CONSEGNA A »
Nel testo sui sistemi di governo dei missili, quali sensori forniscono all'autopilota le informazioni di volo?

Tali organi costituiscono la parte finale del sistema di pilotaggio, al quale è affidato l’inserimento e il mantenimento di un m. nella traiettoria voluta; è infatti attraverso essi che l’autopilota, acquisendo da opportuni sensori i dati relativi al moto del m., ne comanda il volo. Per i m. che si muovono nella parte bassa dell’atmosfera, vengono utilizzati sistemi aerodinamici (fig. 7); i più usati sono formati da ali fisse e superfici di coda mobili, oppure da impennaggi di coda muniti di superfici fisse e mobili; i due sistemi possono essere integrati da alette mobili poste sul muso del missile. I sistemi di governo del m. non basati sulla utilizzazione di coppie aerodinamiche in genere si avvalgono della possibilità di orientare l’ugello di scarico (reso mobile, per es., da un’articolazione cardanica), oppure si avvalgono di deflettori disposti nell’ugello stesso. Altro sistema di controllo è quello effettuato con razzi vernieri, endoreattori a propellenti liquidi, specialmente utilizzati per inserire il m. in orbita o per variarla. I sensori utilizzati per le informazioni di volo necessarie all’autopilota sono giroscopi e accelerometri: i giroscopi misurano gli spostamenti angolari del m. rispetto a un sistema di riferimento fisso, mentre gli accelerometri misurano le accelerazioni trasversali da cui si ricavano gli spostamenti del m. rispetto al punto di lancio. Particolare attenzione va dedicata al rilevamento degli spostamenti del centro di gravità del missile.

VOCI DEL DATASET »
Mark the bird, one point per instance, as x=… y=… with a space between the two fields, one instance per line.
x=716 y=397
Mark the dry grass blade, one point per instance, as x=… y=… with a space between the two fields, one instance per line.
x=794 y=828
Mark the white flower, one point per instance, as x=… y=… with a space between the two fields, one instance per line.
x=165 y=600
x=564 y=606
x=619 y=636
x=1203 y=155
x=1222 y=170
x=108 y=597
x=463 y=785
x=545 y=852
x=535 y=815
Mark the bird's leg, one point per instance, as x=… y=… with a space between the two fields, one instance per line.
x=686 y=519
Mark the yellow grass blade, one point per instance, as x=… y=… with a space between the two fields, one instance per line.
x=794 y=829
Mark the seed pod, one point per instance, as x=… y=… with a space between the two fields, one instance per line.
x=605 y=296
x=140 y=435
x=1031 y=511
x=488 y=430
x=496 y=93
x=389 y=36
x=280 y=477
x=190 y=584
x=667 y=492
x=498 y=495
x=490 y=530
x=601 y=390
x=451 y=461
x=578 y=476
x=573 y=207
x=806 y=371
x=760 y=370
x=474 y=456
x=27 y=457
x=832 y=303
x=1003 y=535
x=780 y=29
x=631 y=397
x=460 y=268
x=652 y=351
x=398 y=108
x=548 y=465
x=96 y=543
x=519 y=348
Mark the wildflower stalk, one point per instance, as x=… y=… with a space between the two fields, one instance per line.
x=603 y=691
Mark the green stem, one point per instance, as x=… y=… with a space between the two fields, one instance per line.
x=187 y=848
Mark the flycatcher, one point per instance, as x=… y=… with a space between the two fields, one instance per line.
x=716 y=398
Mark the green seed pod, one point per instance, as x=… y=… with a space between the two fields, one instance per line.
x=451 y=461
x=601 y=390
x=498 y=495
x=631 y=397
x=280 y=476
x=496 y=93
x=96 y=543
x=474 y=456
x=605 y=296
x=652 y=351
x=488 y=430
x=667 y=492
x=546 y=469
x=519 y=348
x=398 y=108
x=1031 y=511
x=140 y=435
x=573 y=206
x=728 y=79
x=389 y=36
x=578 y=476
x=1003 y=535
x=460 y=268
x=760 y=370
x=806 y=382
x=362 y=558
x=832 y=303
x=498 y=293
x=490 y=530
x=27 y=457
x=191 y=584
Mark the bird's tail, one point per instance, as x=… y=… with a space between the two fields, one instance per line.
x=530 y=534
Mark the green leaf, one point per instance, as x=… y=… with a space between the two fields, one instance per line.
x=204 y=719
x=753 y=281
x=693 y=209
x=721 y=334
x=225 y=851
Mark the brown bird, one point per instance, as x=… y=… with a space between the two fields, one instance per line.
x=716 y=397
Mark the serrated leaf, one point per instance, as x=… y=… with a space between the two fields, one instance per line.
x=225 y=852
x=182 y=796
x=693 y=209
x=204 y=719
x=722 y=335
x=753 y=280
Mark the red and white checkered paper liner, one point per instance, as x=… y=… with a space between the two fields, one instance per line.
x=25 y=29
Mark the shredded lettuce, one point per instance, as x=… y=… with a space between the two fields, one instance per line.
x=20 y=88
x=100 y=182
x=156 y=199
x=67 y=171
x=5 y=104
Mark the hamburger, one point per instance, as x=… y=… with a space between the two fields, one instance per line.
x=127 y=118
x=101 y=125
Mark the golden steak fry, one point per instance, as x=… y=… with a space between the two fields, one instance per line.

CONSEGNA B »
Disponi in un CSV a due colonne, "enunciato" e "risposta", una parte delle voci: parti dalla voce nella riga che contiene "Mark the white" e fermati dopo la riga che contiene "x=686 y=519", entrambe incluse. Metti una riga per ciascuna voce, con ogni campo tra virgolette e gli a capo trasformati in spazi.

RISULTATO A »
Giroscopi e accelerometri.

RISULTATO B »
enunciato,risposta
"Mark the white flower, one point per instance, as x=… y=… with a space between the two fields, one instance per line.","x=165 y=600 x=564 y=606 x=619 y=636 x=1203 y=155 x=1222 y=170 x=108 y=597 x=463 y=785 x=545 y=852 x=535 y=815"
"Mark the bird's leg, one point per instance, as x=… y=… with a space between the two fields, one instance per line.","x=686 y=519"